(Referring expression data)
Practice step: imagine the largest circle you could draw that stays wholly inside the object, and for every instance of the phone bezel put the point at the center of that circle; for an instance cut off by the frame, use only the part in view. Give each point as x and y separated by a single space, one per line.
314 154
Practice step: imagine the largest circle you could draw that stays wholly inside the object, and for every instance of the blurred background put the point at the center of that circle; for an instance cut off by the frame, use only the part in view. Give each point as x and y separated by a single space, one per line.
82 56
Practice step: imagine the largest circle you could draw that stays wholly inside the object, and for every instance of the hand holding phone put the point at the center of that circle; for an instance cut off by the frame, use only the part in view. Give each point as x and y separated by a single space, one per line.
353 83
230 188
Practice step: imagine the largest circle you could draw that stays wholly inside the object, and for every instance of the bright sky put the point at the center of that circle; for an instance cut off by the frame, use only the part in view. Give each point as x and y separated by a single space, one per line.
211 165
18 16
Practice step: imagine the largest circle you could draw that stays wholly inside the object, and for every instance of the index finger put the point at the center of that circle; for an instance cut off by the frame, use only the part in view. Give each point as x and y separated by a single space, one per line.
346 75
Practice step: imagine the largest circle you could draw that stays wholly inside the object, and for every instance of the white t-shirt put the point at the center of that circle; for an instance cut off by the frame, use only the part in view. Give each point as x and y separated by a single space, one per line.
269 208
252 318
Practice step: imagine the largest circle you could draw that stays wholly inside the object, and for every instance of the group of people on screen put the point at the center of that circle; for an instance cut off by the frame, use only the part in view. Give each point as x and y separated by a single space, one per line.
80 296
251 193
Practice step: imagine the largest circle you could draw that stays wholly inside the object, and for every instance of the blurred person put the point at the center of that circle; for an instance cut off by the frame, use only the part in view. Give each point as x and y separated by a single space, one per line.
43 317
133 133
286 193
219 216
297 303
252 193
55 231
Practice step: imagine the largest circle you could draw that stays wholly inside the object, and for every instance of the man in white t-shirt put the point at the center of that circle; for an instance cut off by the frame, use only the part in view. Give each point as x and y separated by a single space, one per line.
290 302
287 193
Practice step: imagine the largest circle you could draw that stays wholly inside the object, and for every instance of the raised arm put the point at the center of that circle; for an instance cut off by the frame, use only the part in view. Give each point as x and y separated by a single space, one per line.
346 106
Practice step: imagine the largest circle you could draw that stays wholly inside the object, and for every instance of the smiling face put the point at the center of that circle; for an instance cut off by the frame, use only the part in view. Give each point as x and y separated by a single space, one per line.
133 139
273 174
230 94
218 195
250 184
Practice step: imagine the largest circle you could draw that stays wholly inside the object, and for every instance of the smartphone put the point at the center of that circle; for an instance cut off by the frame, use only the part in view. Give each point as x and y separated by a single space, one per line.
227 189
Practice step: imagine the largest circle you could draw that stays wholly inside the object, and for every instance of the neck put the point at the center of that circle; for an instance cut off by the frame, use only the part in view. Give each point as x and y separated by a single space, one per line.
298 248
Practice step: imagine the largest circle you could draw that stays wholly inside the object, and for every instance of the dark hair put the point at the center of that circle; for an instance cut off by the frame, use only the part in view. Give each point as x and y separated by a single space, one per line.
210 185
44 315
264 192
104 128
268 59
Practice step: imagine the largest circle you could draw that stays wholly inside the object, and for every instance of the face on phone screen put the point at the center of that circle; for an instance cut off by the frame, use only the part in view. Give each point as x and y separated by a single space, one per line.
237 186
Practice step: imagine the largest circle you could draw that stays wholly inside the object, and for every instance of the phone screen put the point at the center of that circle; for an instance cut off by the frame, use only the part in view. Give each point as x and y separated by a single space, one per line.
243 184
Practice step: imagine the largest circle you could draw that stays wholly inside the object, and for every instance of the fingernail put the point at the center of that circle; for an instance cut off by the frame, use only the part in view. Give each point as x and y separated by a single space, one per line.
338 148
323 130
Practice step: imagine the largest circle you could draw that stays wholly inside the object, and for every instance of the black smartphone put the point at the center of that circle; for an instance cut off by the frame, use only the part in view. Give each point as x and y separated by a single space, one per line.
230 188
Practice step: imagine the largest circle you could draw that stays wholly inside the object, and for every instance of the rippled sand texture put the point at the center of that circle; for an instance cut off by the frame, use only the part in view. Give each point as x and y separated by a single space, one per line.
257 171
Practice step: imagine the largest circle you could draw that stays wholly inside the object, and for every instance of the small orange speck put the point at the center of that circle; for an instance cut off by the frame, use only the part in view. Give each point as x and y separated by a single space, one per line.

==

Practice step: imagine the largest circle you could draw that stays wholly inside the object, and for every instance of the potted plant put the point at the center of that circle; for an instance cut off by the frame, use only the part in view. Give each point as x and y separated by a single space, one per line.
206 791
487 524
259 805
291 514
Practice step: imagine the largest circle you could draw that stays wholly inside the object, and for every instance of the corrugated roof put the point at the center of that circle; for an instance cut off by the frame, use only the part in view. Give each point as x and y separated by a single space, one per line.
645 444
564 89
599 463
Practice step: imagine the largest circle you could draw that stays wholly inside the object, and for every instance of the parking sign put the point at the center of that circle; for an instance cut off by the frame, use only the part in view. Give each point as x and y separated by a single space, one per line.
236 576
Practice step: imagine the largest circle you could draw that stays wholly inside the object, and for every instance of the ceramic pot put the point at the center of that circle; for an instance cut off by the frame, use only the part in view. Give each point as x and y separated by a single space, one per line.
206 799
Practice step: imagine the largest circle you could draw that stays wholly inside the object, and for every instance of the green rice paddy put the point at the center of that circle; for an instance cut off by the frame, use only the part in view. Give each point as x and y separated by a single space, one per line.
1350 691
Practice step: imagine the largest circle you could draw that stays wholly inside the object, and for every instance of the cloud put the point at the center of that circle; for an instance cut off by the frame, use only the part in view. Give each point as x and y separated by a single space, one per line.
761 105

• [PROBLEM TO SOLVE] An exact copy of the lines above, from the one containing "of the black" down to the one containing "of the small" and including both, is the whole answer; retype it and nothing else.

• [THE COMPLETED TASK]
Practice step: imagine the largest circle you could draw that stays wholly inside the object, and for every instance of the black smartphone put the point at the center of that circle; for an instance cut off by the frame, use only the part in view. Give each point as x and y separated by a single space, one per line.
230 188
Practice step: imagine the largest circle you could draw that stays wholly inside the object, and for every instance of the rippled sand texture put the point at the center of that circle; for an instance cut off by the frame, use only the part in view. Give each point as x and y separated by a single space, one per line.
257 171
Practice step: imagine the largest circle you could draw that stays wholly inside the object, and for every instance of the small orange speck put the point at the center of that circle; for an instance cut off by the frame, use only the part in view. Give each point as x and y separated by a single space, one per line.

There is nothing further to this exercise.